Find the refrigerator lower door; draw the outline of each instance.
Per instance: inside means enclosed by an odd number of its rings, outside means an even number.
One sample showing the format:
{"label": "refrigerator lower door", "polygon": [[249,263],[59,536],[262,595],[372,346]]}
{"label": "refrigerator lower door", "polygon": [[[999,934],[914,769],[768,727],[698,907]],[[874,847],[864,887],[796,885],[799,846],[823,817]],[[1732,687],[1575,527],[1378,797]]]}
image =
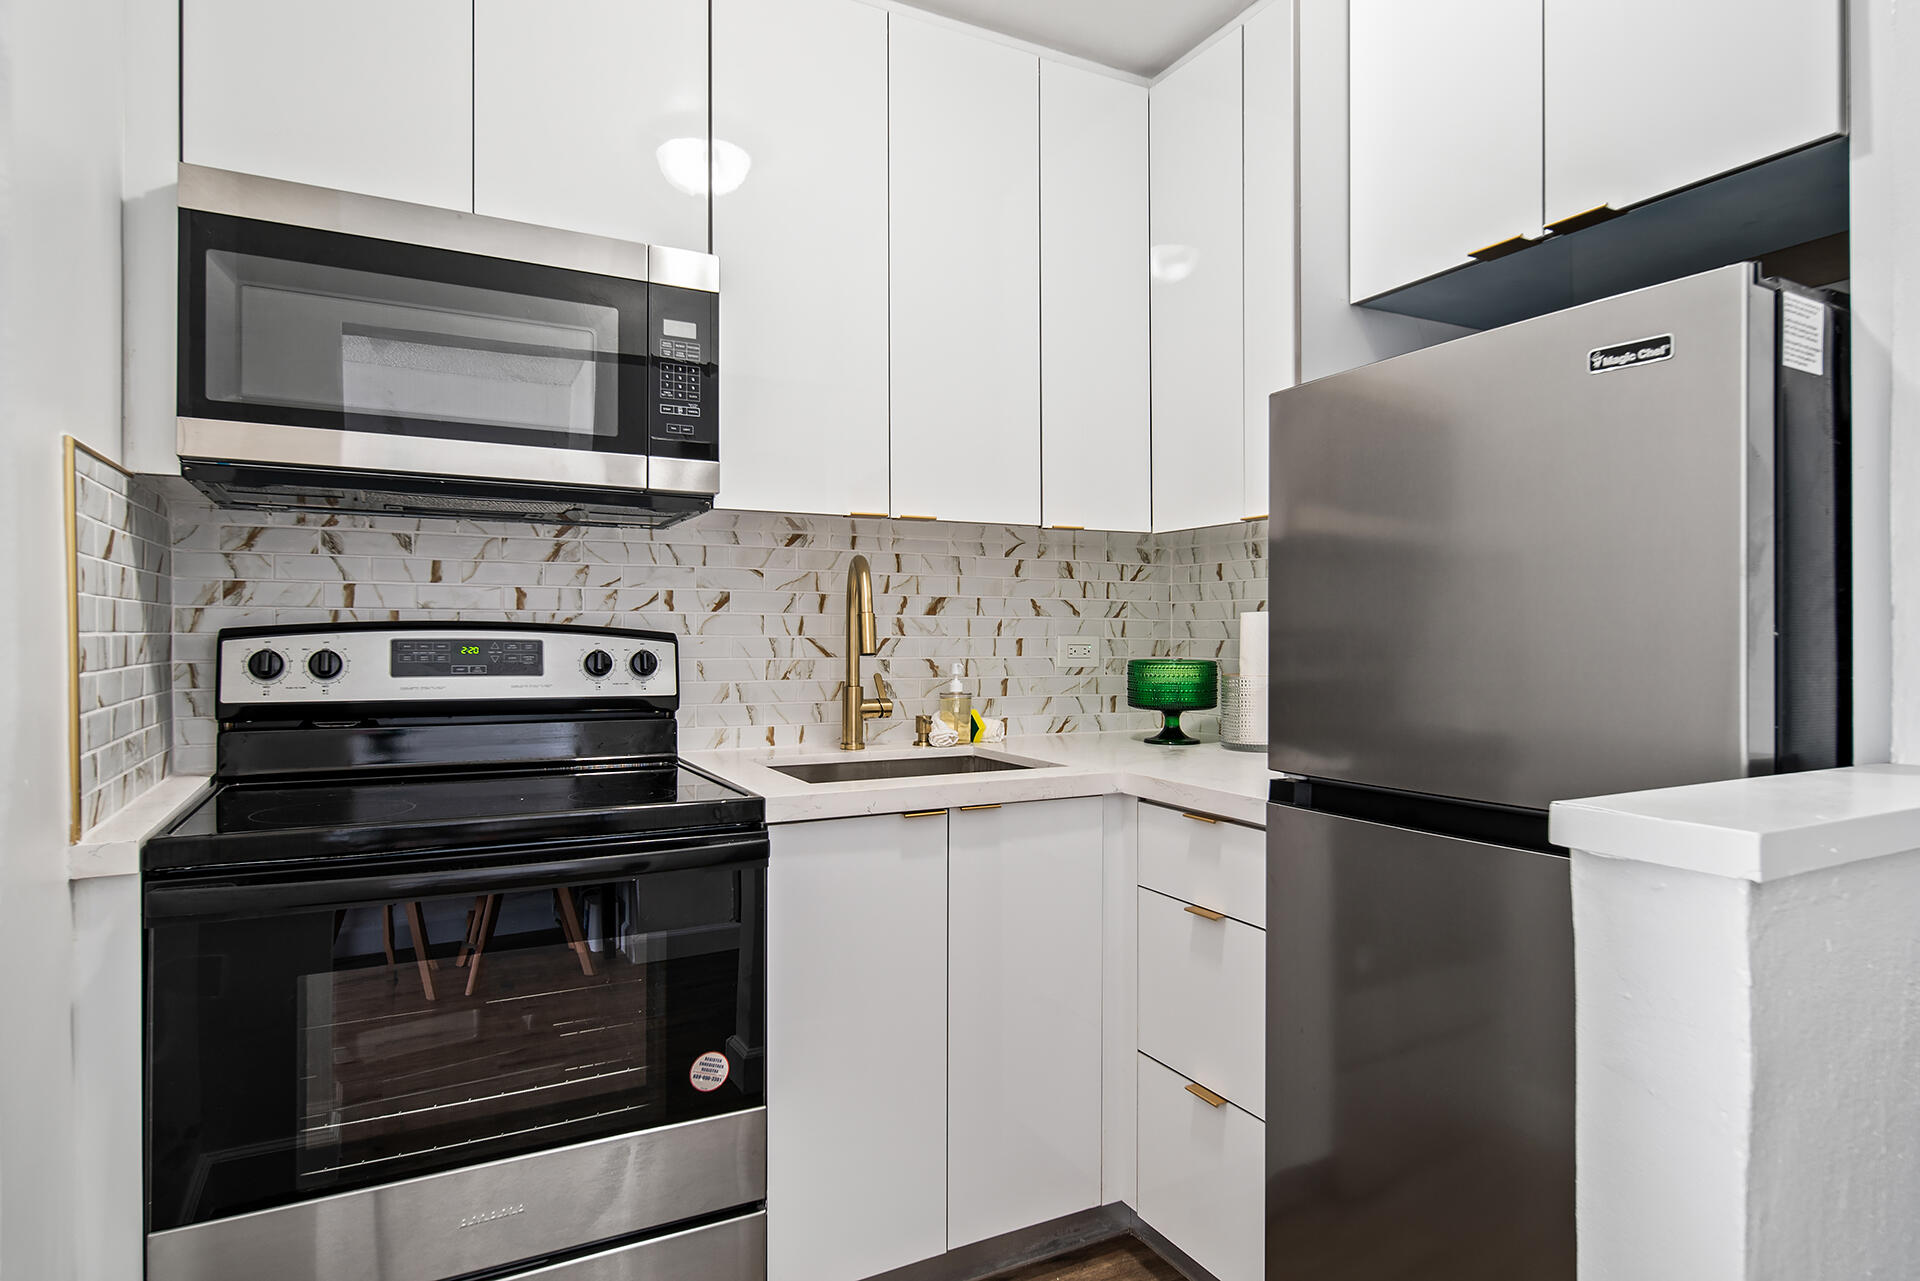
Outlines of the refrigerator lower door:
{"label": "refrigerator lower door", "polygon": [[1266,1275],[1571,1281],[1551,854],[1268,807]]}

· · · ·

**PROBLEM STATEMENT**: Report every line from the listing above where the string "instance" can be found.

**SOLUTION TO THE PROBLEM**:
Find the refrigerator lower door; draw the outline of each instance.
Per instance: inside means enclosed by an odd number of its rings, outside means an even number.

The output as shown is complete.